### Brief
Each record that follows is to be transcribed exactly, excluding its images.

Saved entries
/---

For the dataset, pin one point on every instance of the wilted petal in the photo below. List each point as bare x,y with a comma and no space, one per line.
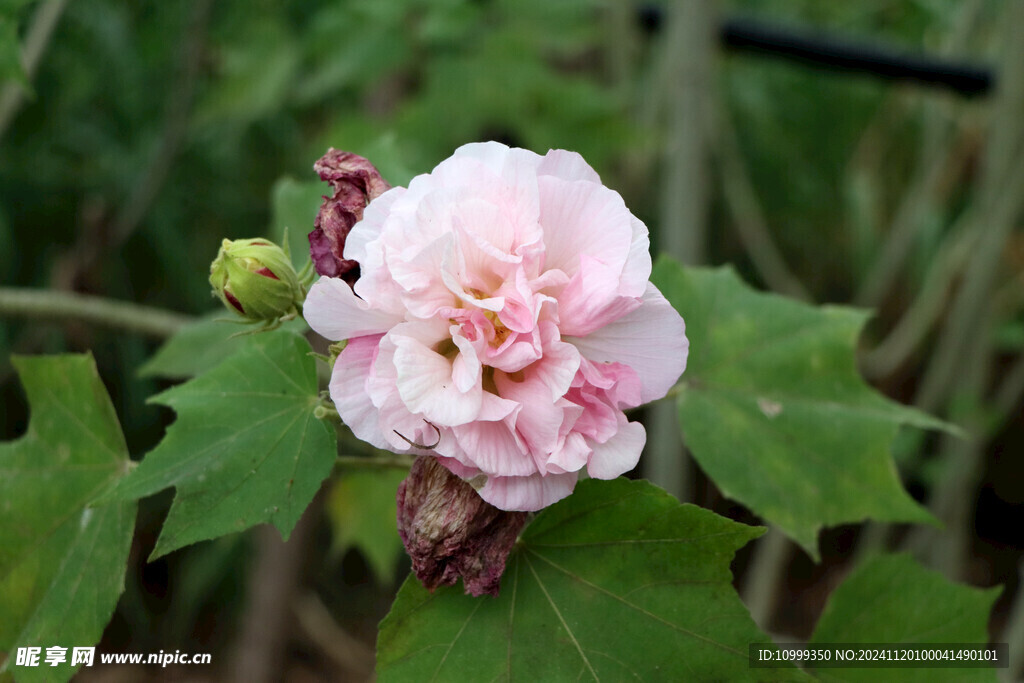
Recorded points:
451,532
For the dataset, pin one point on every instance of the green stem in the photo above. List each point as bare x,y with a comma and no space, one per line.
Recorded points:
54,305
393,461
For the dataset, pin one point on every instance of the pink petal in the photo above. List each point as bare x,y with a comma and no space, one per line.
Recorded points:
651,340
620,454
425,378
527,494
334,311
583,218
348,389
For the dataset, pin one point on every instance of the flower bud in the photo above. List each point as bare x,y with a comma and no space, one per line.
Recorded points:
354,182
255,279
450,531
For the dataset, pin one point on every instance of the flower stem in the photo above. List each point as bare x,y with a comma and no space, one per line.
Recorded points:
50,304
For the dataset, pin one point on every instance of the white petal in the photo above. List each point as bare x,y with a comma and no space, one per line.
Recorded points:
425,377
348,389
567,166
620,454
527,494
334,311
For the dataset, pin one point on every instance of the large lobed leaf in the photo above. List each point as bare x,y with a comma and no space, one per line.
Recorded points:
893,600
617,582
246,447
774,410
61,560
363,510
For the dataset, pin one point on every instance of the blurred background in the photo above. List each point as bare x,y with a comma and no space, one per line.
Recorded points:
135,135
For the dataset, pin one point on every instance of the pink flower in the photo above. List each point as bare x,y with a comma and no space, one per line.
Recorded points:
503,311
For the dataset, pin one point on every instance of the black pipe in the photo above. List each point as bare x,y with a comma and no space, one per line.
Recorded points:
743,35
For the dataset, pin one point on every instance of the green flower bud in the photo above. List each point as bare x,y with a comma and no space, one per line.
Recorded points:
256,280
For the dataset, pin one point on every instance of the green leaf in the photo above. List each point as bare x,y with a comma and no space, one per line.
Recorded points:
294,206
773,409
10,52
363,511
61,560
246,447
202,346
617,582
892,599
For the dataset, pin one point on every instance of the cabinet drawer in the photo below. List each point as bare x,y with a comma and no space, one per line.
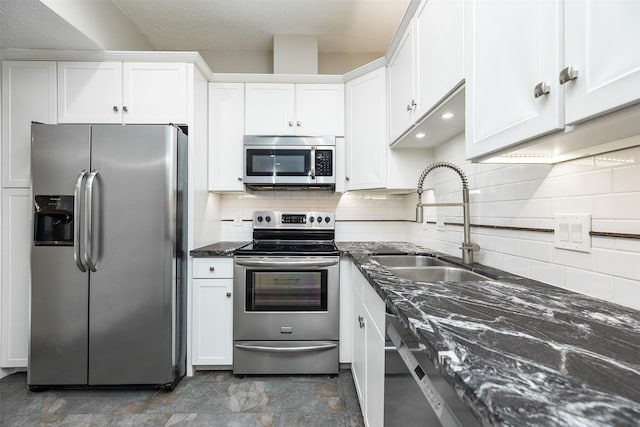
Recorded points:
213,268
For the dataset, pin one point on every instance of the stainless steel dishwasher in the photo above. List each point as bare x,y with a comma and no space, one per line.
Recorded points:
415,394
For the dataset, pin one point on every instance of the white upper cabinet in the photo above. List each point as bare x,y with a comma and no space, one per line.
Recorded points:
440,43
402,98
512,48
370,162
535,66
113,92
366,144
28,94
602,42
428,64
154,93
226,129
294,109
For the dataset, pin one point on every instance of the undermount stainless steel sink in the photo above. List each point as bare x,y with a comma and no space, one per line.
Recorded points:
436,274
408,261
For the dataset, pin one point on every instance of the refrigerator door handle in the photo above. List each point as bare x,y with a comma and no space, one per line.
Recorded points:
88,217
76,221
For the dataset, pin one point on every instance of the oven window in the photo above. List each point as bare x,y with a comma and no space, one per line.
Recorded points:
286,290
278,162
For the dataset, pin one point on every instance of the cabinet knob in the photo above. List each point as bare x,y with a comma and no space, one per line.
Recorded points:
541,88
568,74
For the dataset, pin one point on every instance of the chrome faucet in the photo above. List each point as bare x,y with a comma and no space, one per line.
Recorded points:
467,247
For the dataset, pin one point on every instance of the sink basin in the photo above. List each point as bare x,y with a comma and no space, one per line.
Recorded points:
436,274
407,261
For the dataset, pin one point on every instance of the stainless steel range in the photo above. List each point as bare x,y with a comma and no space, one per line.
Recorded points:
286,313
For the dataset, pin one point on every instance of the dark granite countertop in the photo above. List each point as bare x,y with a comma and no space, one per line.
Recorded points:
217,249
519,352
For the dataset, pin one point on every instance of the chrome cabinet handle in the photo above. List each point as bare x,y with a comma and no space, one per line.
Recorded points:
76,221
541,88
568,74
88,219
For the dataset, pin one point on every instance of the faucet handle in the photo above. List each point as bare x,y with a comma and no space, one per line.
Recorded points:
473,246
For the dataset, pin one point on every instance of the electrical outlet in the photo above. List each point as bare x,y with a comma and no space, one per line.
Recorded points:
571,232
440,219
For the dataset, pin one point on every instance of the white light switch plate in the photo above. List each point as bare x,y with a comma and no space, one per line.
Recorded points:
571,232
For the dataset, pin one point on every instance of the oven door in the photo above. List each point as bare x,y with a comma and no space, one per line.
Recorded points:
286,298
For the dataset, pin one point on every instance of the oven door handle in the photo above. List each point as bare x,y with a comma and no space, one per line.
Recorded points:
300,349
279,263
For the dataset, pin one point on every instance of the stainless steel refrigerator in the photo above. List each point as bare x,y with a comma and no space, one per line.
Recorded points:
108,260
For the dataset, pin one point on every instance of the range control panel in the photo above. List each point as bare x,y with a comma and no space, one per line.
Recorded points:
293,220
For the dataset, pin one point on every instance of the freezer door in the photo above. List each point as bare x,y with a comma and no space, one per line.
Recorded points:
59,290
133,288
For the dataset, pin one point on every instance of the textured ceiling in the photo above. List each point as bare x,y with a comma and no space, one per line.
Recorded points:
353,26
29,24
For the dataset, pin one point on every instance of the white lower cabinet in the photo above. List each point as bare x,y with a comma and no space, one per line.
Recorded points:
212,331
367,363
16,274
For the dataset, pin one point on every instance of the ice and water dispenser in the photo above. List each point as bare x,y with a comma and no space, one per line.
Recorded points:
53,221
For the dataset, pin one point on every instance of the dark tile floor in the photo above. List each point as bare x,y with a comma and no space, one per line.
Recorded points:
209,398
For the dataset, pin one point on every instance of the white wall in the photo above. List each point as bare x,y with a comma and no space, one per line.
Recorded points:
605,186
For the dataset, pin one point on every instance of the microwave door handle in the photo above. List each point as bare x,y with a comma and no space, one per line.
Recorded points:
313,162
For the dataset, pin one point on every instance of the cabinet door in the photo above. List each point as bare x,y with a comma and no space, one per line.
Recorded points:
510,47
374,344
154,93
320,109
89,92
439,47
16,276
212,322
28,94
366,129
401,90
358,355
270,109
602,41
226,128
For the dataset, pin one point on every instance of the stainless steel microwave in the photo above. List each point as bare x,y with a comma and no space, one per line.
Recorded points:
289,162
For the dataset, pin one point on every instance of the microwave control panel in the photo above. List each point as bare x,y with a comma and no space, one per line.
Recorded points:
324,163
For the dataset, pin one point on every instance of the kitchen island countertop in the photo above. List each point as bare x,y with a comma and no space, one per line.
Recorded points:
519,352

\---

### Result of this task
For the dataset, pin one point on every instance of the wilted petal in the photo below. List each point as bare x,y with a comma and no space, one per line.
Recorded points:
451,532
For the dataset, pin one point on every instance of the green stem in the photo above. List each point as bare x,y with a comma and no space, one per line.
Recorded points:
54,305
393,461
For the dataset, pin one point on every instance of the pink petal in the photo above. List each point as bare x,y with a comma and no space, one per line.
Recorded points:
651,340
620,454
425,378
527,494
334,311
583,218
348,389
For the dataset, pin one point on every instance of the flower bud in the photo above. List each point as bare x,y with a comma and no space, one per line.
Recorded points:
354,182
255,279
450,531
For the dataset, pin one point on every instance of the flower stem in the photo above. List each point as bare x,y with a comma and no space, one per line.
Recorded points:
50,304
For the dataset, pin one point on every instance of the white petal in the photo above. List each point as bare x,y with a comma and no space, one per line.
Recorded points:
425,377
348,389
567,166
620,454
527,494
334,311
For the dataset, pin one point on every instance of the large lobed leaf in the photo above. List each point as bare x,y with a comma and no space, one per line.
Recorded points:
893,600
617,582
246,447
774,410
61,560
363,510
For the dataset, pin one point on every instance of the blurred background in the photo above. List each point as bare x,y with a comma and no space, one per line.
Recorded points:
135,135
For the dataset, pin one point on every instance of the pink flower in the photo above. List each point as bare x,y with a comma and no space, one per line.
Recorded points:
503,311
For the dataset, pin one point on every instance of the black pipe in the photo above. List each point as bare x,y with a comma and no space, one per line.
Recorded points:
743,35
For the dataset, pin one point on every instance of the green flower bud in the photo above. List each point as bare x,y with a comma and no space, one per line.
Recorded points:
256,280
For the dataset, pin one point on every instance of the green leaf in the photo above. List each point as bare x,y with a comma and no space, one per line.
Recorded points:
294,206
773,409
10,52
363,511
61,560
246,447
202,346
617,582
892,599
For the dataset, pin one point on every instance of the cabinet drawer in the photo below. List each point as bare x,y with a comma and no space, one per line.
Recorded points:
213,268
For the dataset, pin one point on every instance of the stainless steel dishwasher in the photo above. List each point as bare x,y with a comma and no space, one per line.
Recorded points:
415,394
For the dataset, pin one point on every instance of the white upper cabinet in the photo above. List each point as bare x,y with a comma and no space, one per line.
Recorded points:
440,43
402,98
512,48
370,162
535,66
113,92
366,144
28,94
602,42
428,64
154,93
226,129
294,109
For the dataset, pin one point on every instance of the undermount stainless steel sink in the photo above. List each point as bare x,y with a comma and no space, one per line.
Recorded points:
436,274
408,261
For the dataset, pin one point on every instance of the refrigerator door handle in the photo above. List each point as bare x,y with a comma and no space, one per line.
Recorded points:
88,217
76,221
For the dataset, pin one point on every instance of the oven window in the photo above. List each point as bare x,y with a comma and no space, one per line.
Recorded points:
286,290
278,162
For the dataset, pin one point on every instance of the cabinet knob in the photo above. List each point as bare x,y with a comma and no space, one per line.
Recorded points:
541,88
568,74
For the dataset, pin one point on every instance of the chrome faucet in the photo above. List each point as bare x,y with a comma and no space, one per line.
Recorded points:
467,247
For the dataset, pin one point on every instance of the sink basin in the photo above. List each point as bare x,y with a comma and no space, one per line.
Recorded points:
436,274
407,261
For the dataset, pin one point on every instance of the stainless steel range in the photo above. List each point as bare x,y with a comma and no space, one per line.
Recorded points:
286,313
For the dataset, pin one point on every instance of the dark granite countertop in the photo above. List each point as bare x,y with a comma and no space, one per line.
Recorded points:
217,249
519,352
For the dataset, pin one point on every instance of the chrome cabinet handle in the photo above. List each point as bare x,y with a comma and no space, one per line.
Recorded points:
76,221
541,88
568,74
88,219
For the dataset, pin one point on every instance of the faucet handle in the photo above. List each point as bare x,y with a comma and no space, one per line.
Recorded points:
473,246
For the dataset, pin one point on every instance of the electrical outlet in the photo above. List each point as bare x,y with a comma and no space, one per line.
Recorded points:
571,232
440,219
For the dataset, pin one point on every instance of the white light switch plate in the photo above. List each point as bare x,y with a comma and no space, one per line.
Recorded points:
571,232
For the dataset, pin one point on every instance of the oven door in the photo above. List each point as bare x,y with a comma and no space, one per line.
Recorded points:
286,298
For the dataset, pin one point on every instance of the oven door handle in the photo above. List each point as bare x,y with a comma and no space, one per line.
Recorded points:
300,349
279,263
For the dataset, pin one point on every instance of the stainless steel refrigerator in the photo above. List each point as bare x,y with a comma and no space, one per line.
Recorded points:
108,260
For the dataset, pin one point on every instance of the range control panel in the photo above. List each point as bare x,y with a comma and no space, one per line.
Recorded points:
293,220
For the dataset, pin one point on every instance of the freezer door in the photo above. List each point as bare x,y with a comma and no space, one per line.
Recorded points:
59,290
133,288
For the dataset, pin one point on every instance of the textured ceiling in the photo above. List each point as bare x,y with a comma and no space, one per line.
Recorded points:
353,26
29,24
For the dataset, pin one point on every instance of the white lower cabinet in the photo above. List each point as bare x,y with a comma and no space, one per line.
Recorded points:
212,331
367,363
16,274
For the dataset, pin one point on every instance of the ice and water dispenser in the photo above. List each point as bare x,y with a comma and no space, one per line.
Recorded points:
53,221
For the dataset, pin one point on every instance of the dark tile floor in the photo above. List each point as bare x,y with a comma and no space, one per line.
Recorded points:
209,398
For the dataset, pin one point on every instance of the white wall in the photo above. List each point as bare x,y with a comma and no space, one per line.
Recorded points:
605,186
For the dataset, pin one point on every instance of the microwave door handle in the photo above. List each point as bare x,y with a comma and no space, one per line.
Recorded points:
313,162
For the dataset, pin one point on every instance of the cabinet door in the photo above. List each point as bare x,y with a comma and no space, one per line.
Recorded points:
510,47
374,344
154,93
320,109
89,92
439,47
16,276
212,322
28,94
366,129
401,90
358,355
270,109
602,41
226,128
For the dataset, pin one point on every instance of the stainless steel microwave in the photo above. List each point as bare x,y with a comma and no space, one per line.
Recorded points:
289,162
For the dataset, pin one point on every instance of the microwave control panel in the photo above. List each point as bare x,y with a comma and no space, one per line.
Recorded points:
324,163
For the dataset, pin one point on every instance of the kitchen island countertop in the photo above. List each point as bare x,y with a comma and no space, one per line.
Recorded points:
519,352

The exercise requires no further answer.